» TEXT BLOCK
Thanks Boris, the idea is quite similar in “Do not have db accesses during 
scheduler decision making” because db blocks are introduced at the same time, 
this is very bad for the lock-free design of nova scheduler.

Another important idea is that “Only compute node knows its own final 
compute-node resource view” or “The accurate resource view only exists at the 
place where it is actually consumed.” I.e., The incremental updates can only 
come from the actual “consumption” action, no matter where it is(e.g. compute 
node, storage service, network service, etc.). Borrow the terms from 
resource-provider, compute nodes can maintain its accurate version of 
“compute-node-inventory” cache, and can send incremental updates because it 
actually consumes compute resources, furthermore, storage service can also 
maintain an accurate version of “storage-inventory” cache and send incremental 
updates if it also consumes storage resources. If there are central services in 
charge of consuming all the resources, the accurate cache and updates must come 
from them.

The third idea is “compatibility”. This prototype focuses on a very small scope 
by only introducing a new host_manager driver “shared_host_manager” with minor 
other changes. The driver can be changed back to “host_manager” very easily. It 
can also run with filter schedulers and caching schedulers. Most importantly, 
the filtering and weighing algorithms are kept unchanged. So more changes can 
be introduced for the complete version of “shared state scheduler” because it 
is evolving in a gradual way.


Regards,
-Yingxin

From: Boris Pavlovic [mailto:bo...@pavlovic.me]
Sent: Monday, February 15, 2016 1:59 PM
To: OpenStack Development Mailing List (not for usage questions) 
<openstack-dev@lists.openstack.org>
Subject: Re: [openstack-dev] [nova] A prototype implementation towards the 
"shared state scheduler"

Yingxin,

This looks quite similar to the work of this bp:
https://blueprints.launchpad.net/nova/+spec/no-db-scheduler

It's really nice that somebody is still trying to push scheduler refactoring in 
this way.
Thanks.

Best regards,
Boris Pavlovic

On Sun, Feb 14, 2016 at 9:21 PM, Cheng, Yingxin 
<yingxin.ch...@intel.com<mailto:yingxin.ch...@intel.com>> wrote:
Hi,

I’ve uploaded a prototype https://review.openstack.org/#/c/280047/ to testify 
its design goals in accuracy, performance, reliability and compatibility 
improvements. It will also be an Austin Summit Session if elected: 
https://www.openstack.org/summit/austin-2016/vote-for-speakers/Presentation/7316

I want to gather opinions about this idea:
1. Is this feature possible to be accepted in the Newton release?
2. Suggestions to improve its design and compatibility.
3. Possibilities to integrate with resource-provider bp series: I know 
resource-provider is the major direction of Nova scheduler, and there will be 
fundamental changes in the future, especially according to the bp 
https://review.openstack.org/#/c/271823/1/specs/mitaka/approved/resource-providers-scheduler.rst.
 However, this prototype proposes a much faster and compatible way to make 
schedule decisions based on scheduler caches. The in-memory decisions are made 
at the same speed with the caching scheduler, but the caches are kept 
consistent with compute nodes as quickly as possible without db refreshing.

Here is the detailed design of the mentioned prototype:

>>----------------------------
Background:
The host state cache maintained by host manager is the scheduler resource view 
during schedule decision making. It is updated whenever a request is 
received[1], and all the compute node records are retrieved from db every time.

» DATA ROWS
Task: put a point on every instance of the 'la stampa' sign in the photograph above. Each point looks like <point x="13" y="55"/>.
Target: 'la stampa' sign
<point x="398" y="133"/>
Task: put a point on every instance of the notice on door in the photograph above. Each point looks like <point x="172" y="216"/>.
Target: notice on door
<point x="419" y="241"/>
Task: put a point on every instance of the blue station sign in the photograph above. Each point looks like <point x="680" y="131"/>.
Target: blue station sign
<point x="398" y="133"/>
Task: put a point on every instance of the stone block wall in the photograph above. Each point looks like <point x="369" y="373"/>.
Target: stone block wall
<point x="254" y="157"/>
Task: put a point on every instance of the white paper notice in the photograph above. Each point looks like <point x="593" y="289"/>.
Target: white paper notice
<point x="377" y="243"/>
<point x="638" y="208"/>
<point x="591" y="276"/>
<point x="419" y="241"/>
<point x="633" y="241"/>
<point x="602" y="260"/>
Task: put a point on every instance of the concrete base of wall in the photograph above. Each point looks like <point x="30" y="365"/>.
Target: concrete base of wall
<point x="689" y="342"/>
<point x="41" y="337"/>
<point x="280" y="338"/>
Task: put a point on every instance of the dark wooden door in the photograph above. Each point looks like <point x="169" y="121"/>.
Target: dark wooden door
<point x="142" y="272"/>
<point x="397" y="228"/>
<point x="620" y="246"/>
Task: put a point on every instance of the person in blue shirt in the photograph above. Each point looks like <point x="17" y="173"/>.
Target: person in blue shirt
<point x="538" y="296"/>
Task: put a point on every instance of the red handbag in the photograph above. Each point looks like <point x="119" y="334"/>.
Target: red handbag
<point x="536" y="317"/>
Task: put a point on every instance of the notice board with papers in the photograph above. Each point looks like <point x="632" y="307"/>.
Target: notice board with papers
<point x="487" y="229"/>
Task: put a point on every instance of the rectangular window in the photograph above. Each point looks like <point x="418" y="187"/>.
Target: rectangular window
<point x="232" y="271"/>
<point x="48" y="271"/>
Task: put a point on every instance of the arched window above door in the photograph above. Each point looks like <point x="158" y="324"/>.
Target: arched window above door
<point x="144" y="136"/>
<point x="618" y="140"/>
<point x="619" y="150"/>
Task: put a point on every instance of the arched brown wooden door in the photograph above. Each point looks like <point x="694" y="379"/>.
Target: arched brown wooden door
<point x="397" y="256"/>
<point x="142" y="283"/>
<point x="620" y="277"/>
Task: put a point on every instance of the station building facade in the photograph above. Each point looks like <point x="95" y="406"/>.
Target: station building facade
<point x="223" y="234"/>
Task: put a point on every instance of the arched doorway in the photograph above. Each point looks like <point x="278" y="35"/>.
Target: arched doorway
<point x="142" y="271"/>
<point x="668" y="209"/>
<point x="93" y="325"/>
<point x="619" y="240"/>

» WHAT IS ASKED
**1.** Using the scheduler email thread, decide whether each statement agrees with it: (a) The prototype changes the filtering and weighing algorithms. (b) The new driver can easily be switched back to "host_manager". (c) Boris finds the prototype similar to the work of an existing blueprint. For each one, answer yes or no and quote the words from the thread that decide it.
**2.** Write what comes next in the scheduler email thread, picking up after its last sentence.

» ANSWERS GIVEN
**1.**
(a) No: "Most importantly, the filtering and weighing algorithms are kept unchanged."
(b) Yes: "The driver can be changed back to “host_manager” very easily."
(c) Yes: "This looks quite similar to the work of this bp"

**2.**
There are several problems in this update model, proven in experiments[3]:
1. Performance: The scheduler performance is largely affected by db access in 
retrieving compute node records. The db block time of a single request is 355ms 
in average in the deployment of 3 compute nodes, compared with only 3ms in 
in-memory decision-making. Imagine there could be at most 1k nodes, even 10k 
nodes in the future.
2. Race conditions: This is not only a parallel-scheduler problem, but also a 
problem using only one scheduler. The detailed analysis of 
one-scheduler-problem is located in bug analysis[2]. In short, there is a gap 
between the scheduler makes a decision in host state cache and the compute node 
updates its in-db resource record according to that decision in resource 
tracker. A recent scheduler resource consumption in cache can be lost and 
overwritten by compute node data because of it, result in cache inconsistency 
and unexpected retries. In a one-scheduler experiment using 3-node deployment, 
there are 7 retries out of 31 concurrent schedule requests recorded, results in 
22.6% extra performance overhead.
3. Parallel scheduler support: The design of filter scheduler leads to an "even 
worse" performance result using parallel schedulers. In the same experiment 
with 4 schedulers on separate machines, the average db block time is increased 
to 697ms per request and there are 16 retries out of 31 schedule requests, 
namely 51.6% extra overhead.

Improvements:
This prototype solved the mentioned issues above by implementing a new update 
model to scheduler host state cache. Instead of refreshing caches from db, 
every compute node maintains its accurate version of host state cache updated 
by the resource tracker, and sends incremental updates directly to schedulers. 
So the scheduler cache are synchronized to the correct state as soon as 
possible with the lowest overhead. Also, scheduler will send resource claim 
with its decision to the target compute node. The compute node can decide 
whether the resource claim is successful immediately by its local host state 
cache and send responds back ASAP. With all the claims are tracked from 
schedulers to compute nodes, no false overwrites will happen, and thus the gaps 
between scheduler cache and real compute node states are minimized. The 
benefits are obvious with recorded experiments[3] compared with caching 
scheduler and filter scheduler:
1. There is no db block time during scheduler decision making, the average 
decision time per request is about 3ms in both single and multiple scheduler 
scenarios, which is equal to the in-memory decision time of filter scheduler 
and caching scheduler.
2. Since the scheduler claims are tracked and the "false overwrite" is 
eliminated, there should be 0 retries in one-scheduler deployment, as proven in 
the experiment. Thanks to the quick claim responding implementation, there are 
only 2 retries out of 31 requests in the 4-scheduler experiment.
3. All the filtering and weighing algorithms are compatible because the data 
structure of HostState is unchanged. In fact, this prototype even supports 
filter scheduler running at the same time(already tested). Like other 
operations with resource changes such as migration, resizing or shelving, they 
make claims in the resource tracker directly and update the compute node host 
state immediately without major changes.

Extra features:
More efforts are made to better adjust the implementation to real-world 
scenarios, such as network issues, service unexpectedly down and overwhelming 
messages etc:
1. The communication between schedulers and compute nodes are only casts, there 
are no RPC calls thus no blocks during scheduling.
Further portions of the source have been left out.